Data to examine:
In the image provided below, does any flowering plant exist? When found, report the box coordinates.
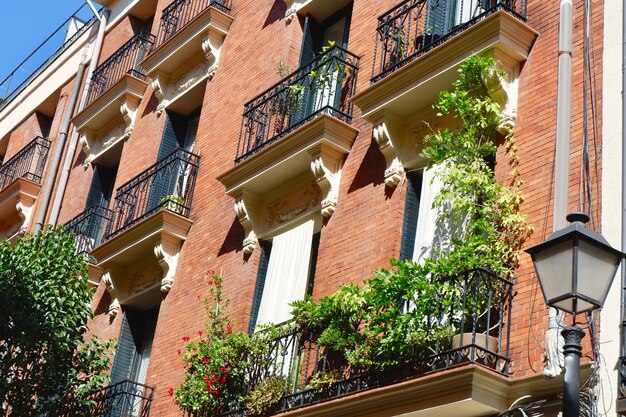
[173,274,250,414]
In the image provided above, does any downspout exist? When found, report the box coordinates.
[617,1,626,392]
[48,5,110,226]
[543,0,573,378]
[33,48,89,233]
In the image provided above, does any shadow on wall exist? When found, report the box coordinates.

Task objective:
Return the records above in their entirety, word for word, with the pictures removed.

Final answer:
In the image provided below, does any flowering plant exist? When found, report the box coordinates.
[173,274,250,414]
In the image provided above, does any downspout exist? When found, report the box coordinates.
[617,1,626,392]
[48,5,110,226]
[543,0,573,378]
[33,48,89,233]
In the image provided above, does any shadow on wall exist? When found, report the box coordinates.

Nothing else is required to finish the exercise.